He was active on the College of William & Mary campus for Arizona Sen. John McCain in the 2000 presidential election. (That’s “Maverick John McCain,” not “Get-off-my-lawn John McCain,” Ferguson was quick to clarify.) But after the senator lost the primary and the so-called agents of intolerance began to take over the Republican Party of Virginia, Ferguson’s journey to the Democratic Party was complete.

Soon Ferguson was volunteering for Democratic businessman Mark Warner’s gubernatorial campaign as he became more active in politics on and off campus. For nearly three years, he led a student-run political action committee called Virginia21 to support higher education causes while developing his fundraising and communications skills.

“Virginia21 existed because Jesse gave them credibility with the press corps,” said Democratic strategist Mark Bergman, who has known Ferguson since they were teenagers. They attended the same synagogue (Bergman’s father was Ferguson’s Hebrew school teacher) and later went to college together. “He has a great understanding of what would get reporters to pay attention to an issue.”

From delivering stacks of 12,521 petitions or barrels of pennies to support a 1-cent sales tax increase to the Virginia General Assembly, the young operative understood the power of visuals. And he learned to cultivate relationships with a press corps that included Michael Shear, now of The New York Times, and current Roll Call Editor-in-Chief Christina Bellantoni, who was then covering Virginia politics for The Washington Times.

In 2007, Ferguson went to work for House Democratic Caucus Chairman Brian J. Moran and worked with Bergman and Matt Mansell to propel Virginia Democrats to the closest they’ve come to winning a majority in the House of Delegates in the decade and a half since they had lost control of the chamber.

“He’s still the same guy,” said Bergman, now a senior advisor for Democratic Connecticut Gov. Dannel P. Malloy. “Always looking three steps ahead and playing three-dimensional chess.”

“When I met him, his strength was press,” said veteran direct mail consultant Ed Peavy of Mission Control. “But the truth is that ’07 was one of the best overall efforts I’ve ever worked on.”

Peavy described that effort as “very structured and aggressive,” adding, “It’s similar to what I’ve seen from the DCCC this year.”

Back then, Ferguson and friends began to understand the difficulty of winning rural districts as Democrats in the modern era after pumping hundreds of thousands of dollars into losing races. The experience would come in handy not too much later when, after working on Moran’s unsuccessful gubernatorial run in 2009, Ferguson found himself as the DCCC’s regional press secretary for the South, and trying to defend some extremely difficult territory in a brutal year for Democrats.

For the 2012 cycle, Ferguson was promoted to communications director and deputy executive director at the DCCC as Democrats battled Republicans to a gain of eight seats. Then he faced a personal battle of his own.

On May 21, 2013, Ferguson received news that the lump on the left side of his throat was a cancerous tumor. At this point last year, he was undergoing radiation treatments in preparation for surgery, but he was never more than an email or phone call away.

“The entire press corps played therapist for six months without knowing it,” he said.

Now Ferguson is cancer-free, returned to full-time work in January and had his successful battle chronicled in The Washington Post’s Style section. But the partisan battle is a different story.

President Barack Obama’s mediocre job approval rating has shifted Democratic expectations in the House all the way from potentially regaining the majority after the government shutdown to holding back double-digit Republican gains and risk falling deeper into the minority.

Ferguson is doing what he can to stave off larger losses by overseeing a slate of creative commercials designed to cut through the clutter — ads shot on luxury yachts and with ranting actors impersonating Republican candidates. It’s no surprise that the approach has received plenty of positive press.

“I’m not a huge stop and smell the roses kind of guy,” Ferguson said. “Just notice the flower bed and move on.”

Even after a difficult cycle, that’s exactly what he’ll do.

Problems to solve ->
1. Rewrite the section of the Ferguson profile starting at "Back then, Ferguson" and ending at "of his own.", substituting "regional spokesperson" for "regional press secretary".
2. List every news publication named in the Ferguson profile.
3. According to the Ferguson profile, what news did Ferguson receive on May 21, 2013?

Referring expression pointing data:
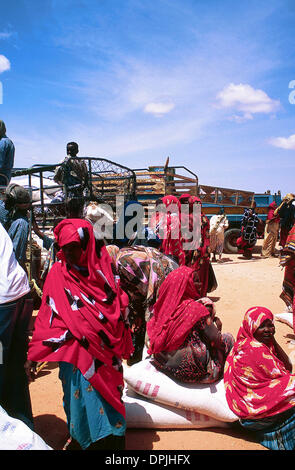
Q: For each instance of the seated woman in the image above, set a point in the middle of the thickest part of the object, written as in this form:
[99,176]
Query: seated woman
[184,335]
[260,387]
[248,238]
[141,270]
[82,325]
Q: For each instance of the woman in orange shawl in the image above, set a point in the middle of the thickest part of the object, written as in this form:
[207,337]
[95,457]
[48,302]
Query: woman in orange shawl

Answers per task ->
1.
Back then, Ferguson and friends began to understand the difficulty of winning rural districts as Democrats in the modern era after pumping hundreds of thousands of dollars into losing races. The experience would come in handy not too much later when, after working on Moran’s unsuccessful gubernatorial run in 2009, Ferguson found himself as the DCCC’s regional spokesperson for the South, and trying to defend some extremely difficult territory in a brutal year for Democrats.

For the 2012 cycle, Ferguson was promoted to communications director and deputy executive director at the DCCC as Democrats battled Republicans to a gain of eight seats. Then he faced a personal battle of his own.

2. The New York Times, Roll Call, The Washington Times, The Washington Post

3. He learned that the lump on the left side of his throat was a cancerous tumor.